> [Vorliegender Text]:
# # # #
2000–2009
Als Zeugen auftreten
April 2008


Als Zeugen auftreten

Auch ihr könnt als Zeugen Gottes auftreten, indem ihr jetzt den Geist des Glaubens, der Liebe, des Friedens und des Zeugnisses in eurer Familie nährt.

Wenn ich hier an diesem Pult stehe, stelle ich mir die Gesichter der Jungen Damen überall in der Welt vor. Wie lieb ich euch habe! Vor allem schließe ich mich gern eurem Versprechen an, dass wir „allzeit und in allem, wo auch immer wir uns befinden, als Zeugen Gottes auftreten“1 wollen. Wie können wir das anstellen? Ich bete darum, dass der Geist uns, während ich spreche, führen möge und dass er einer jeden von uns bezeugen möge, wie wir als Zeugen Gottes auftreten können.
# # # #
> [Vorliegende Einträge]:
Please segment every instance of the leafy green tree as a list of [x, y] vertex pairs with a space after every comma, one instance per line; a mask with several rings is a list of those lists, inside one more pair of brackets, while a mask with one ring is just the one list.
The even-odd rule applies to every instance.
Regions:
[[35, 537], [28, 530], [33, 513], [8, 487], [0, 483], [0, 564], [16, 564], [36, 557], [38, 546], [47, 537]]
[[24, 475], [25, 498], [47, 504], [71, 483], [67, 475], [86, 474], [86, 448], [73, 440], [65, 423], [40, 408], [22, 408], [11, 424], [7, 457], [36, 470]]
# # # #
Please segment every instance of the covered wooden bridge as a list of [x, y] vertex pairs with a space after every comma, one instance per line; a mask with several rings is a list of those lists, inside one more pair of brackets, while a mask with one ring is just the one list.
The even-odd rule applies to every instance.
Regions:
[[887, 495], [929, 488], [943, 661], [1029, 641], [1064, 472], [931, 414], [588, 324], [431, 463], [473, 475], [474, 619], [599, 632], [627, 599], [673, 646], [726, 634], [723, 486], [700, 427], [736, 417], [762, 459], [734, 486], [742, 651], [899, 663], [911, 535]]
# # # #
> [Aufgaben]:
1) Schreib aus dem vorliegenden Text die Stelle von „Auch ihr könnt“ bis „Gottes auftreten können.“ Wort für Wort ab.
2) Stimmen diese Aussagen mit dem vorliegenden Text überein? Antworte jeweils mit Ja oder Nein und zitiere die Worte, die das entscheiden, genau.
(a) Wer hier spricht, stellt sich am Pult die Gesichter der Jungen Damen in aller Welt vor.
(b) Als Geist, den man in der Familie nähren soll, wird unter anderem die Geduld genannt.
(c) Es wird darum gebetet, dass der Geist während der Rede führen möge.

> [Lösungen]:
1)
Auch ihr könnt als Zeugen Gottes auftreten, indem ihr jetzt den Geist des Glaubens, der Liebe, des Friedens und des Zeugnisses in eurer Familie nährt.

Wenn ich hier an diesem Pult stehe, stelle ich mir die Gesichter der Jungen Damen überall in der Welt vor. Wie lieb ich euch habe! Vor allem schließe ich mich gern eurem Versprechen an, dass wir „allzeit und in allem, wo auch immer wir uns befinden, als Zeugen Gottes auftreten“1 wollen. Wie können wir das anstellen? Ich bete darum, dass der Geist uns, während ich spreche, führen möge und dass er einer jeden von uns bezeugen möge, wie wir als Zeugen Gottes auftreten können.

2)
(a) Ja: „Wenn ich hier an diesem Pult stehe, stelle ich mir die Gesichter der Jungen Damen überall in der Welt vor.“
(b) Nein: „indem ihr jetzt den Geist des Glaubens, der Liebe, des Friedens und des Zeugnisses in eurer Familie nährt“
(c) Ja: „Ich bete darum, dass der Geist uns, während ich spreche, führen möge“